PROBLEM REQUIREMENTS
Please write out each entry exactly as it appears.

------------------------------------

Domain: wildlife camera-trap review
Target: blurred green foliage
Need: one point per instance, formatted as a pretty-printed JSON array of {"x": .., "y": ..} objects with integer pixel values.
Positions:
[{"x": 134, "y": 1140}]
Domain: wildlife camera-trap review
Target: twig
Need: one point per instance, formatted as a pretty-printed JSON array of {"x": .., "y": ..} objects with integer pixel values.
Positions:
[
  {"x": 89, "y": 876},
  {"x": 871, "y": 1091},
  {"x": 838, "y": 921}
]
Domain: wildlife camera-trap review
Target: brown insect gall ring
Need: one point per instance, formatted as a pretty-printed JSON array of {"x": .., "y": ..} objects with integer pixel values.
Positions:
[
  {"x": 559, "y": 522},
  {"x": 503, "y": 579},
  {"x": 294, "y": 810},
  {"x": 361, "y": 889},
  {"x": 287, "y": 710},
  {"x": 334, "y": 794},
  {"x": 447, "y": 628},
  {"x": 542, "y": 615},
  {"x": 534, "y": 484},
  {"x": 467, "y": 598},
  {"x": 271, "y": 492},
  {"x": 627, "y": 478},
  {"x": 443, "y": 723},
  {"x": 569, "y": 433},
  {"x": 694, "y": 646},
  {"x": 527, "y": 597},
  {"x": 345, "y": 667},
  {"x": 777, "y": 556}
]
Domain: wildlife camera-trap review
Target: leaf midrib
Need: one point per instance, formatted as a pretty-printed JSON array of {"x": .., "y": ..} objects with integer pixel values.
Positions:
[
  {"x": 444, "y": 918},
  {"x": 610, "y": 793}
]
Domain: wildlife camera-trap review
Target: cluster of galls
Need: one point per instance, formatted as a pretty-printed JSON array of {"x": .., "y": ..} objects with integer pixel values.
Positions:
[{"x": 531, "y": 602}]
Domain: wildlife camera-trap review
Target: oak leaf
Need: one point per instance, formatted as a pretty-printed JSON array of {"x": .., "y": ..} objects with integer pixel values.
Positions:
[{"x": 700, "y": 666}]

------------------------------------

ANSWER FOR THIS EXERCISE
Domain: wildlife camera-trap review
Target: blurred green foliage
Need: one point per instance, formatted as a pretty-printed JSON array of {"x": .., "y": ..} objects with integer pixel values.
Positions:
[{"x": 134, "y": 1140}]
Domain: wildlife camera-trap review
Target: twig
Need: one point per instance, formatted as a pretty-printed JSON array of {"x": .., "y": ..} objects with integer pixel values.
Positions:
[
  {"x": 89, "y": 876},
  {"x": 871, "y": 1091},
  {"x": 838, "y": 921}
]
Domain: wildlife camera-trap review
Target: brown insect gall ring
Need: one point per instance, formatted as a pretty-printed JSON array of {"x": .., "y": ..} objects with integer pixel values.
Positions:
[
  {"x": 559, "y": 522},
  {"x": 503, "y": 579},
  {"x": 294, "y": 810},
  {"x": 361, "y": 889},
  {"x": 287, "y": 710},
  {"x": 334, "y": 794},
  {"x": 447, "y": 628},
  {"x": 542, "y": 615},
  {"x": 534, "y": 484},
  {"x": 467, "y": 598},
  {"x": 271, "y": 492},
  {"x": 627, "y": 478},
  {"x": 443, "y": 723},
  {"x": 569, "y": 433},
  {"x": 694, "y": 646},
  {"x": 527, "y": 597},
  {"x": 345, "y": 667},
  {"x": 777, "y": 556}
]
Domain: wildlife camera-trap review
Target: leaf midrib
Need: one point per instance, formatted as a pretty-printed JSON array of {"x": .., "y": ..} objects with integer pixel values.
Positions:
[
  {"x": 444, "y": 918},
  {"x": 610, "y": 793}
]
Domain: wildlife camera-trap review
Target: cluster of galls
Need: one point per instance, formatted as a pretty-printed JSON array of {"x": .., "y": ..} objects with integer pixel values.
Positions:
[{"x": 531, "y": 602}]
Domain: wildlife camera-trap review
Target: oak leaf
Need: one point per instance, formatted as a pretty-printed JSON array of {"x": .., "y": ..} objects with integer pixel values.
Positions:
[{"x": 700, "y": 666}]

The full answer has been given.